> **УКАЗАНИЕ**
Пожалуйста, представьте все записи ниже в виде JSON-списка строк, где каждой строке записей соответствует одна строка списка. Пустые строки пропустите, изображения в ответ не включайте.

(Строки набора данных)

####

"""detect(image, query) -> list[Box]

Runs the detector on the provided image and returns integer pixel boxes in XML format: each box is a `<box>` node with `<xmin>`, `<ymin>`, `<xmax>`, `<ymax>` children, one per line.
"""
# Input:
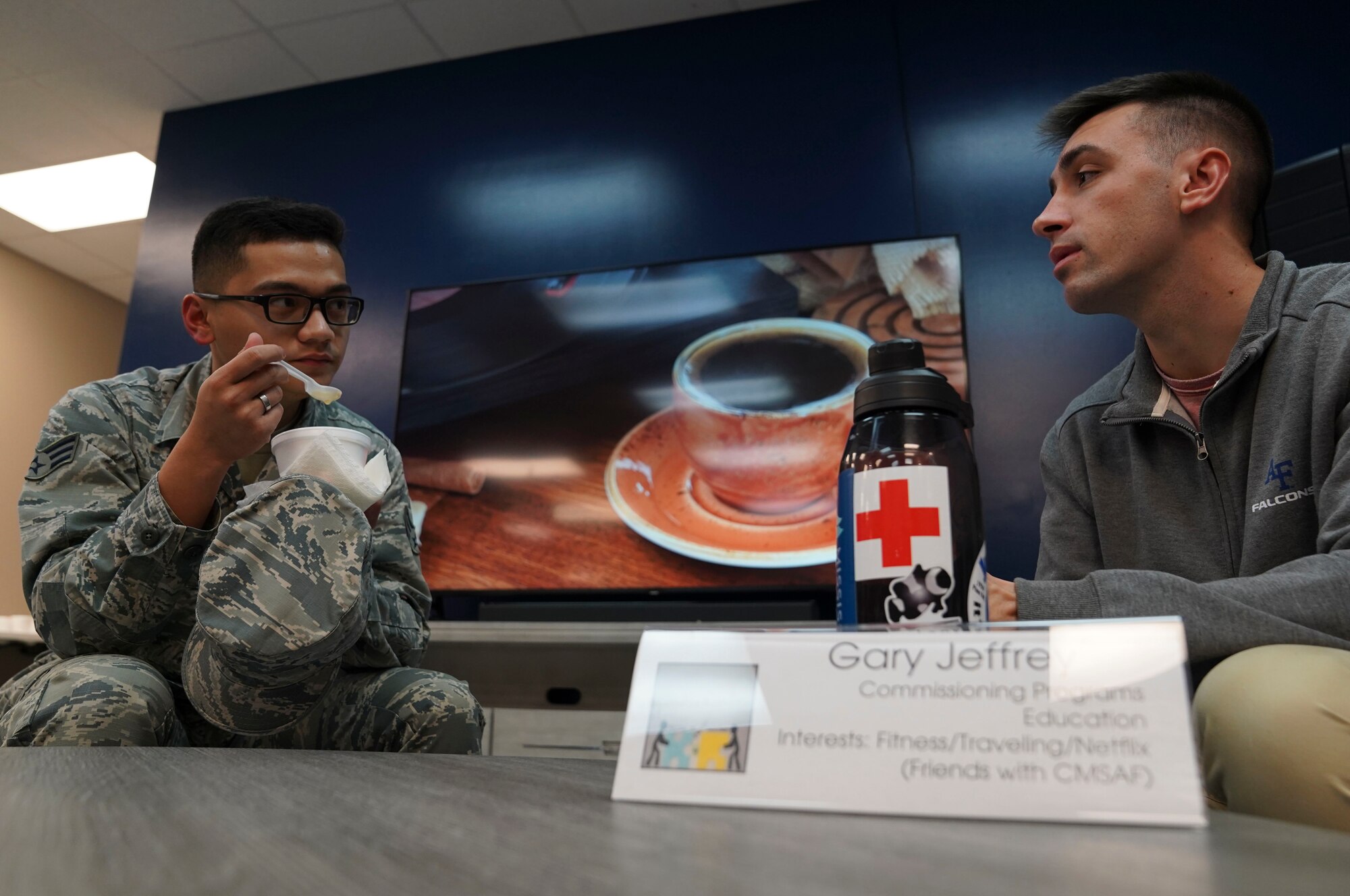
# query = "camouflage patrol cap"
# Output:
<box><xmin>182</xmin><ymin>476</ymin><xmax>371</xmax><ymax>734</ymax></box>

####

> **ПОЛНОЕ РЕШЕНИЕ**
[
  "\"\"\"detect(image, query) -> list[Box]",
  "Runs the detector on the provided image and returns integer pixel boxes in XML format: each box is a `<box>` node with `<xmin>`, `<ymin>`, `<xmax>`, `<ymax>` children, one per line.",
  "\"\"\"",
  "# Input:",
  "# query = \"camouflage patrol cap\"",
  "# Output:",
  "<box><xmin>182</xmin><ymin>476</ymin><xmax>371</xmax><ymax>734</ymax></box>"
]